Task prompt :: Repeat exactly the lines from the line containing "one marker per instance, written like [60,400]" through the last line of the records below, inclusive, and nothing else.

━━━ Listed records

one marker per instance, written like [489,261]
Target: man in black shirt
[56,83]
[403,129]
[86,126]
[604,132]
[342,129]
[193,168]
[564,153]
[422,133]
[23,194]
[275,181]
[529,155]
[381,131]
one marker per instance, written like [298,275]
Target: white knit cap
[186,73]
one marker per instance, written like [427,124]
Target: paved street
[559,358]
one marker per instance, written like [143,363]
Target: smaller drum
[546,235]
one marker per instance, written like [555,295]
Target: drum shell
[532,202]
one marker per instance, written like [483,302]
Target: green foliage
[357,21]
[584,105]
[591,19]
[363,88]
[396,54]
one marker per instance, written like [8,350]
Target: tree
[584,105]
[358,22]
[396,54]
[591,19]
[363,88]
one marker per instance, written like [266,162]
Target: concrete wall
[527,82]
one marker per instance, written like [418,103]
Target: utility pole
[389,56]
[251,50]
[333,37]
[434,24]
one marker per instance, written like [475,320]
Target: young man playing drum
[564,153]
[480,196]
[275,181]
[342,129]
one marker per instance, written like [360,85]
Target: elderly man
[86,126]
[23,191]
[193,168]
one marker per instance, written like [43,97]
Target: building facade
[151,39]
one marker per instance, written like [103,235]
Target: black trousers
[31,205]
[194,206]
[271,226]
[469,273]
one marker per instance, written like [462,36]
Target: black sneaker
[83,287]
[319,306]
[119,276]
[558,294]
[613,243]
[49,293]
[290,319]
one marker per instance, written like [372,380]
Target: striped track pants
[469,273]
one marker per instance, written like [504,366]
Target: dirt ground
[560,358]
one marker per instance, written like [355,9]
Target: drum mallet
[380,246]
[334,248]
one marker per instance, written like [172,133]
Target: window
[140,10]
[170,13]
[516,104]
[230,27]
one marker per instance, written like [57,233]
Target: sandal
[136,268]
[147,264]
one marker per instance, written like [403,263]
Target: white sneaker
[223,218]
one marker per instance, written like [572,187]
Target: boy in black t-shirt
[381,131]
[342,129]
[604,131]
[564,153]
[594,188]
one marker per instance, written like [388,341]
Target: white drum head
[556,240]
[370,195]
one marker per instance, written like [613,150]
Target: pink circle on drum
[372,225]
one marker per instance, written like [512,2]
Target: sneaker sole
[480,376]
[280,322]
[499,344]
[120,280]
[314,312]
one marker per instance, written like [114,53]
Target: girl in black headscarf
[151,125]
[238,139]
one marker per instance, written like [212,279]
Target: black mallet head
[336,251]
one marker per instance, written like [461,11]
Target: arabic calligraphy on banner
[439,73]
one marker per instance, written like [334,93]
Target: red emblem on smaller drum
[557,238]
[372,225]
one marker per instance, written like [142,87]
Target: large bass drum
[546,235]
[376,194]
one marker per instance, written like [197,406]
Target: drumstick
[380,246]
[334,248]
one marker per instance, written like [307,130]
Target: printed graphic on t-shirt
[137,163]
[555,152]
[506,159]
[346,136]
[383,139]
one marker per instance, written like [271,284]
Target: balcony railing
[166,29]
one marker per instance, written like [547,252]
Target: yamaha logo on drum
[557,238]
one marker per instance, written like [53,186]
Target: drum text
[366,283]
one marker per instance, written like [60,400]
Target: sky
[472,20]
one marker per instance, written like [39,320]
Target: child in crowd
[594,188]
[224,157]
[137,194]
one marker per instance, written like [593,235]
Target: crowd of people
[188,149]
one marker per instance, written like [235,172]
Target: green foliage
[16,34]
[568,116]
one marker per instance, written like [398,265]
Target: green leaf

━━━━━━

Task solution ::
one marker per instance, written like [60,400]
Target: sky
[472,20]
one marker per instance, written like [39,320]
Target: child in crowd
[594,188]
[224,157]
[137,194]
one marker per instance, written like [593,235]
Target: crowd of people
[188,149]
one marker per instance, written like [235,172]
Target: green foliage
[16,34]
[568,116]
one marker per instance, written like [398,265]
Target: green leaf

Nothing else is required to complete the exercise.